TASK INPUTS:
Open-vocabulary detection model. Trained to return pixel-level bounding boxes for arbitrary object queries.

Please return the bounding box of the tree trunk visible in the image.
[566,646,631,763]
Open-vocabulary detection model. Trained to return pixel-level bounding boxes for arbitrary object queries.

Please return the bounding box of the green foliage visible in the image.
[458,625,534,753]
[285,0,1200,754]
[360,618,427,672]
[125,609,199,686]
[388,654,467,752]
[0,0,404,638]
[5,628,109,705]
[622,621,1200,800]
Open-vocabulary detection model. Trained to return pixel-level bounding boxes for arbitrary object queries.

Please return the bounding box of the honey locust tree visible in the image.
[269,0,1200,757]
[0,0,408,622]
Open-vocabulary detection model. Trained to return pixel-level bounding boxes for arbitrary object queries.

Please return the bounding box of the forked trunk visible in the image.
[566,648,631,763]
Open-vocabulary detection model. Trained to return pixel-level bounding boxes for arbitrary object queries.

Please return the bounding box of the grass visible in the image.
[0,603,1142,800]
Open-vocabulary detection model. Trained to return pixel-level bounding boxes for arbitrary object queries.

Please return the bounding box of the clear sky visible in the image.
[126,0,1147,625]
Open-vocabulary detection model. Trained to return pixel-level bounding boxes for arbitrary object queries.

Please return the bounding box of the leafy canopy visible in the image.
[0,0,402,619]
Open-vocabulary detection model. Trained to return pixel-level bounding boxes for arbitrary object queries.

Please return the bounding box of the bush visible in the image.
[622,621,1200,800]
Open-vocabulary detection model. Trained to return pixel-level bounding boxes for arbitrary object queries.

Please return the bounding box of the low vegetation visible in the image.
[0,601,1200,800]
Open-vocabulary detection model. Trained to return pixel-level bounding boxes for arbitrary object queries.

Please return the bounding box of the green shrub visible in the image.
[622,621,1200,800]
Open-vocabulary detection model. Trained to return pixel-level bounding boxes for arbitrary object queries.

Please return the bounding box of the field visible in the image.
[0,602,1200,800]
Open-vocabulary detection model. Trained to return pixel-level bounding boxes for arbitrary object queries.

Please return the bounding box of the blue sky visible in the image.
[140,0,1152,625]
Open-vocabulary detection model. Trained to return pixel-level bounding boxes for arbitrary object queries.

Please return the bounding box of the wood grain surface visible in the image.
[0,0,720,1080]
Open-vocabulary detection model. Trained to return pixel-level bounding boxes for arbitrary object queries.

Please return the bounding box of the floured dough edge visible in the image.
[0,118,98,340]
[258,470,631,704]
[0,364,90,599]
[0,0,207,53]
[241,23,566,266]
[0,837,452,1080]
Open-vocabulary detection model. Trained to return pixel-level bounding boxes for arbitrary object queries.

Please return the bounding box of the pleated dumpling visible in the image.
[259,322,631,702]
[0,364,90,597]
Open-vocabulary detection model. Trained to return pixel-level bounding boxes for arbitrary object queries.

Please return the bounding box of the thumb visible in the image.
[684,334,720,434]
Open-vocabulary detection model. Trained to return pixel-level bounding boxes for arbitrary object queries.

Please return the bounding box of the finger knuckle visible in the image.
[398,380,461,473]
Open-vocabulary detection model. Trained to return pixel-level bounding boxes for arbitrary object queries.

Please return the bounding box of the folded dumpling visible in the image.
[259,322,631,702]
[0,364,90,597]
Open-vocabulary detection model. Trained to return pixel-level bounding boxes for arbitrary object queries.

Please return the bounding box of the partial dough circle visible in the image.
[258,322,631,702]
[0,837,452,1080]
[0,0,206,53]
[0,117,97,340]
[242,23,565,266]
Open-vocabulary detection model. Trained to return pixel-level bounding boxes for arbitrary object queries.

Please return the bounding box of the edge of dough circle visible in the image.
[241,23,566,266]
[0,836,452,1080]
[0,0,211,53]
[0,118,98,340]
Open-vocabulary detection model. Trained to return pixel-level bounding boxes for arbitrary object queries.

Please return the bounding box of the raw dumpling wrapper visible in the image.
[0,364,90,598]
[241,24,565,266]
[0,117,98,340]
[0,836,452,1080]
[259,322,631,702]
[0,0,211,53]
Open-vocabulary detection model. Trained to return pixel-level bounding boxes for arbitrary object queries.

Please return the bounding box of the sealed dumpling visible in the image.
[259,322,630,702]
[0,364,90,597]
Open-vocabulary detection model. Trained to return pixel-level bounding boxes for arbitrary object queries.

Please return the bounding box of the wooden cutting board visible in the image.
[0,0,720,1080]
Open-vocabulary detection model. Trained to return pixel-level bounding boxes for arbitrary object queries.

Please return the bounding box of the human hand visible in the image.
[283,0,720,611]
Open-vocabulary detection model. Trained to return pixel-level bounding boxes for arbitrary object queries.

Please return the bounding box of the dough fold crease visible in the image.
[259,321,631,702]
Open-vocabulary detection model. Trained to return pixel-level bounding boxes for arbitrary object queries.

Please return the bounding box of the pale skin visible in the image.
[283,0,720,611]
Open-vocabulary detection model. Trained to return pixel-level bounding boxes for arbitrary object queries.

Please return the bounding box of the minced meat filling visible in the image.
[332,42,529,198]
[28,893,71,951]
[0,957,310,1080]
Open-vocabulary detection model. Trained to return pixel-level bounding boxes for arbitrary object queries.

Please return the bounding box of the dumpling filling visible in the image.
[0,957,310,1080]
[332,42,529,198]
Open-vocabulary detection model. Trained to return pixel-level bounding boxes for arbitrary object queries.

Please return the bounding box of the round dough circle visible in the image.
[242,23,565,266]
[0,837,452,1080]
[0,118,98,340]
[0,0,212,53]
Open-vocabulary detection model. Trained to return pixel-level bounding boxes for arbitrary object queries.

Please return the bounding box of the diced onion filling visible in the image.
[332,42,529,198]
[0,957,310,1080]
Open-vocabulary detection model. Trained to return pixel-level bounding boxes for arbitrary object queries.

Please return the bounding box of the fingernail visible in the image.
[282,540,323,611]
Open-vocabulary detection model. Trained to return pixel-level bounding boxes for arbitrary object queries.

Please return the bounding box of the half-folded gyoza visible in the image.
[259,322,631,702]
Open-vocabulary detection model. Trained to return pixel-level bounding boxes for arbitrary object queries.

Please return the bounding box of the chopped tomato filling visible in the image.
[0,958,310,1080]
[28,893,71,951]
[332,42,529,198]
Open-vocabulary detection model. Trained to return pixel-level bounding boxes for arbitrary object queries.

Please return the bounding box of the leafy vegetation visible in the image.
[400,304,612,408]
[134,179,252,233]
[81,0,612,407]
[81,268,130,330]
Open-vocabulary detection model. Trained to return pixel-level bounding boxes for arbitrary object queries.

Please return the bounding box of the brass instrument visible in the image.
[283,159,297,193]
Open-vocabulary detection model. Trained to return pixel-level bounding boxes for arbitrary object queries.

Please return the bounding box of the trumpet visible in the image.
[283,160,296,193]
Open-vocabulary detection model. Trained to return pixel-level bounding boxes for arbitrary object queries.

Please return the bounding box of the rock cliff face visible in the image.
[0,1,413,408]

WORK REQUIRED: How many lines in the rows above contain the string "vegetation"? Case counts; reply with the number alone.

RESULT: 2